*** Text for analysis Section Begins ***

As in many developing countries, farmers prize sons because they believe they are better able to provide for the family, support their parents and carry on the family name, powerful enticements in a country with little by way of a social security blanket.

Raising a girl in rural areas is known as raising crops for someone else to reap. Prejudices run deep.

And there are many exceptions. People in the cities can have a second child if husband and wife come from one-child families, and farm couples are allowed to have another if their first was a girl. Many ethnic minorities are allowed to have two children, and there are no restrictions on the number of children Tibetans can have. Also, children of the One Child Policy are allowed to have more than one baby.

*** Text for analysis Section Ends ***

Task instructions:
(1) In the passage on the One Child Policy, under what condition may a farm couple have another child?
(2) Restate the paragraph of the passage on the One Child Policy that begins "And there are many exceptions" as a brief bulleted list, keeping its main facts.
(3) Extend the passage on the One Child Policy, picking up after its final sentence.

*** Data extracts Section Begins ***

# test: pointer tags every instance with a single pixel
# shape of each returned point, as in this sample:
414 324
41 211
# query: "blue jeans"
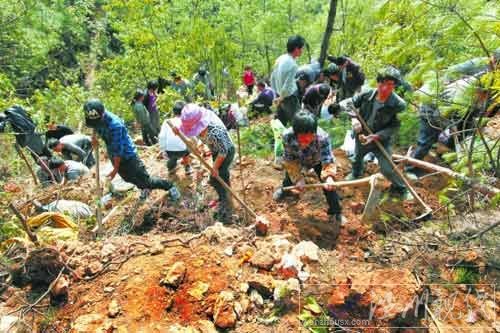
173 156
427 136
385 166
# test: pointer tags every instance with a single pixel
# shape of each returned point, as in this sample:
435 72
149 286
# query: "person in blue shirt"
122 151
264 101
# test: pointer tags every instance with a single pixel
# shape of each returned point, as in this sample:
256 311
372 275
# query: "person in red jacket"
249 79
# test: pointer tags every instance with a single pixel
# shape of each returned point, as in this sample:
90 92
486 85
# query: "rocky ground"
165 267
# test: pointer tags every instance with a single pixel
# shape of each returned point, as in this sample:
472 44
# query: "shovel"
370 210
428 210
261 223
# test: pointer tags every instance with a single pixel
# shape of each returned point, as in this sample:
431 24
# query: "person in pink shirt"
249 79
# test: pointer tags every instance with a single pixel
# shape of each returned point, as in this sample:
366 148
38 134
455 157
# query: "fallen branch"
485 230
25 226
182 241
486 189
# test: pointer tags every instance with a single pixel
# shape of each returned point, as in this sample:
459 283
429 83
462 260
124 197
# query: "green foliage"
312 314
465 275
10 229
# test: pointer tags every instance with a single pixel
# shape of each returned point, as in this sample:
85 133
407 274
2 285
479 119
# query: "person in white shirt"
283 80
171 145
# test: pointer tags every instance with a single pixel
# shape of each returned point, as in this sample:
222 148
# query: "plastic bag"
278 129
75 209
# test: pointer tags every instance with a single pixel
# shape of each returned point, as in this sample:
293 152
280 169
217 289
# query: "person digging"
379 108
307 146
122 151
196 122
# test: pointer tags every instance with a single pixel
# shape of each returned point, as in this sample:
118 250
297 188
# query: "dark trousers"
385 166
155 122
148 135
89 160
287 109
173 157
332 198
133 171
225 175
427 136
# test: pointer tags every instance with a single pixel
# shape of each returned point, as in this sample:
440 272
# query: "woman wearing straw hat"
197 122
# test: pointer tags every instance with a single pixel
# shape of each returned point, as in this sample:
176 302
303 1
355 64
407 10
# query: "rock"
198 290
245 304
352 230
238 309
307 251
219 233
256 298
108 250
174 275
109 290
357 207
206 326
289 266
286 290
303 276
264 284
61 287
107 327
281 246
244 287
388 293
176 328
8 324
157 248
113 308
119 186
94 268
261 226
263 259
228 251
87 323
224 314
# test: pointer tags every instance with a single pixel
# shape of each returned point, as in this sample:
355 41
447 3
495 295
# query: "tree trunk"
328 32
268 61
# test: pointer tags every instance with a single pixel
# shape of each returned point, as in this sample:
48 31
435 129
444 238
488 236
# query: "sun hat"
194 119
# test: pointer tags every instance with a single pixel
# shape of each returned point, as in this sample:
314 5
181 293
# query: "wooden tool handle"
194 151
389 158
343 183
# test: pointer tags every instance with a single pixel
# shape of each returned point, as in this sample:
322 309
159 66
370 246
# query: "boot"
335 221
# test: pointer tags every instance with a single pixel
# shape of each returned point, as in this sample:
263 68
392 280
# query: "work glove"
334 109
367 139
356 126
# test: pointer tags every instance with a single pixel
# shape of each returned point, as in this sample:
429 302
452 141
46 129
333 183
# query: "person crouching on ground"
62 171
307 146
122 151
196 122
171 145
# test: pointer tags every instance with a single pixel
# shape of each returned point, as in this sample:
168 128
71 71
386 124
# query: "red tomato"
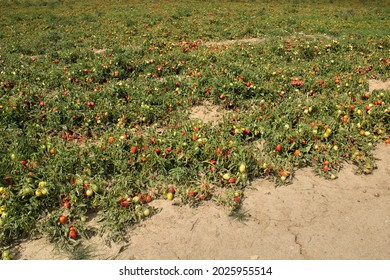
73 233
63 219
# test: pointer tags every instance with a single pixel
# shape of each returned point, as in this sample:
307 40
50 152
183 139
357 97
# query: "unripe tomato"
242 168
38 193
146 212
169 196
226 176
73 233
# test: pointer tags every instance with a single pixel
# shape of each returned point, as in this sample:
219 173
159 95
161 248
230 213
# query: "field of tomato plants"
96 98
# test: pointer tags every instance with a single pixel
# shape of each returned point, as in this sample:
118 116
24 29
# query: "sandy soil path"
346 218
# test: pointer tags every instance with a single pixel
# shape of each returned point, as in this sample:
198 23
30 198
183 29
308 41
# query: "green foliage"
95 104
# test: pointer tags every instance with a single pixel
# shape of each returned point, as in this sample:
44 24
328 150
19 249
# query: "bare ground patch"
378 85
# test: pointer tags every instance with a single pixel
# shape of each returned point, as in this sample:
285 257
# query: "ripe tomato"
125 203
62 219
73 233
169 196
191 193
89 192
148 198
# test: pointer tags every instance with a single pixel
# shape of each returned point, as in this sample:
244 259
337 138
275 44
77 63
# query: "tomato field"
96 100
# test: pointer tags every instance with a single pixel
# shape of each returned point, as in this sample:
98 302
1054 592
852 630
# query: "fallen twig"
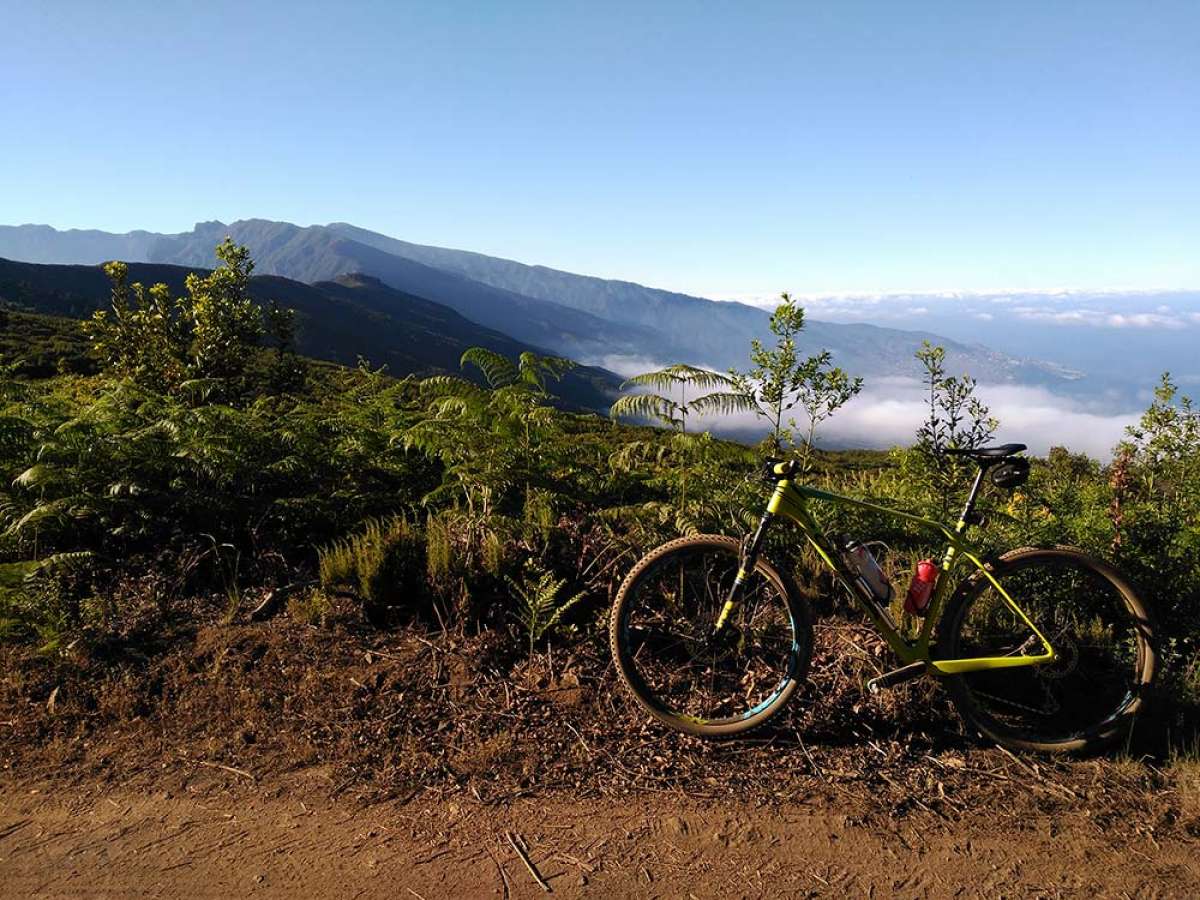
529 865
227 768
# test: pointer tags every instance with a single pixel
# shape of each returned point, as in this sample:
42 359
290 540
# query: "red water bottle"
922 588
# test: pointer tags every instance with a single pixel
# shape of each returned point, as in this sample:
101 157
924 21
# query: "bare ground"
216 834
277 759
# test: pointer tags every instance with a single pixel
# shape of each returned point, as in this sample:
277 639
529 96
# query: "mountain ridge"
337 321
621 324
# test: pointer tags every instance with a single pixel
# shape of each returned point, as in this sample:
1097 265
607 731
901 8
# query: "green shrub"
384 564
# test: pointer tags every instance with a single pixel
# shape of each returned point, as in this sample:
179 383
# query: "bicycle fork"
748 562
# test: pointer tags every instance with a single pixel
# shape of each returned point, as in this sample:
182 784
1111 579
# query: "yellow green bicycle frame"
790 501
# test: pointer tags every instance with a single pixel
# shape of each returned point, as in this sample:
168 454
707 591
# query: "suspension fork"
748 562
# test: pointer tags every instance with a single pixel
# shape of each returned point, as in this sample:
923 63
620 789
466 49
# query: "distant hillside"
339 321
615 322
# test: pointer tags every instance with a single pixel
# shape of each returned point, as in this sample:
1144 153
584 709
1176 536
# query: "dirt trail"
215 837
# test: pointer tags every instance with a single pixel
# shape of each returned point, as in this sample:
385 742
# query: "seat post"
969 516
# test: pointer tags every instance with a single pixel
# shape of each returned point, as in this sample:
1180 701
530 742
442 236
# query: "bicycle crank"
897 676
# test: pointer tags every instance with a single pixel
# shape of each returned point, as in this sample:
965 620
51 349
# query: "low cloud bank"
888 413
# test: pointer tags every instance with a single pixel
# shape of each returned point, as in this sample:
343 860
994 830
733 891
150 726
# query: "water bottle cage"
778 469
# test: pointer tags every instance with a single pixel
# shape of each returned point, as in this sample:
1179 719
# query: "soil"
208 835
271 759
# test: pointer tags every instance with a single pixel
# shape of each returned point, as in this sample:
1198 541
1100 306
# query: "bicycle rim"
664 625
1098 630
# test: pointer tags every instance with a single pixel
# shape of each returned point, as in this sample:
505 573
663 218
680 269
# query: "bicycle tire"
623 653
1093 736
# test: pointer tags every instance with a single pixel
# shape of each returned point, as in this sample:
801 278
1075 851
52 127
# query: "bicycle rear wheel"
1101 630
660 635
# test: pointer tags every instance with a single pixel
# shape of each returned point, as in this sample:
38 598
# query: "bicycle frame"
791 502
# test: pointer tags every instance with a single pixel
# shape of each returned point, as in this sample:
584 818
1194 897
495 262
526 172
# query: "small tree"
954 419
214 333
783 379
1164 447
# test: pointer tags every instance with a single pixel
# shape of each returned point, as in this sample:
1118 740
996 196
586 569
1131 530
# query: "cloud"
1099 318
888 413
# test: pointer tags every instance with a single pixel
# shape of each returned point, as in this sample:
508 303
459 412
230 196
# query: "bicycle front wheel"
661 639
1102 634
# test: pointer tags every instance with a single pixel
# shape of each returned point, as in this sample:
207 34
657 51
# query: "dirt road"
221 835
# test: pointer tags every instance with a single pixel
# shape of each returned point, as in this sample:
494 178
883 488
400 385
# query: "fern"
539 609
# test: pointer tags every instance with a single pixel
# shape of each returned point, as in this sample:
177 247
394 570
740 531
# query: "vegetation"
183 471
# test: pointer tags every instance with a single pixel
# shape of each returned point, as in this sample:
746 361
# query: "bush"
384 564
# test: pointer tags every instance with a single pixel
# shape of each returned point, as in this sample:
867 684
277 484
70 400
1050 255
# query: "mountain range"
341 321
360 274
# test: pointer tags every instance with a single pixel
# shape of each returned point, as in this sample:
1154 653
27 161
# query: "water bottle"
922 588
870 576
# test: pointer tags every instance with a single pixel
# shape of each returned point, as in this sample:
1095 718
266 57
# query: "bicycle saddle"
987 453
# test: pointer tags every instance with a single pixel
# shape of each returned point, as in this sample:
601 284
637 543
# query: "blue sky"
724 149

*** Data extracts Section Ends ***

Task answers:
(1) A farm couple may have another child if their first child was a girl.

(2)
- City couples may have a second child if husband and wife both come from one-child families.
- Farm couples may have another child if their first was a girl.
- Many ethnic minorities may have two children.
- Tibetans face no limit on the number of children.
- Children of the One Child Policy may have more than one baby.

(3)
The One Child Policy is often viewed in the West as an attack on human rights, but there is growing debate about the policy in China too. The Beijing government reckons that since the policy was introduced, more than 400 million births have been prevented. The government says it has successfully slowed population growth to about 10 million people a year and there is now an average birth rate of 1.8 children per couple in China, compared to six children when it was introduced. In a country where famine is still in living memory, there were fears that the ever-rising birth rate would put too much strain on already-stretched resources.

Demographics experts have warned of looming problems from an ageing population and a growing gender imbalance stemming from aborted or abandoned baby girls. Many also say the increasing mobility of China's population make family planning policies more difficult to enforce.

There is a feeling among the rural poor especially that there are double standards about the policy, that the rich can afford to buy their way out, while the poor are forced to endure the wrath of the state. And it is true that many of the new rich in China's cities merely choose to pay the fine and have the extra children.

There are no signs that the Communist Party is prepared to get rid of the policy any time soon. Zhao Baige, vice minister of the National Population and Family Planning Commission, suggested this year that China could slowly change the One Child Policy and that family planning had "become a big issue among decision makers". But the commission came out with a staunch denial of the report.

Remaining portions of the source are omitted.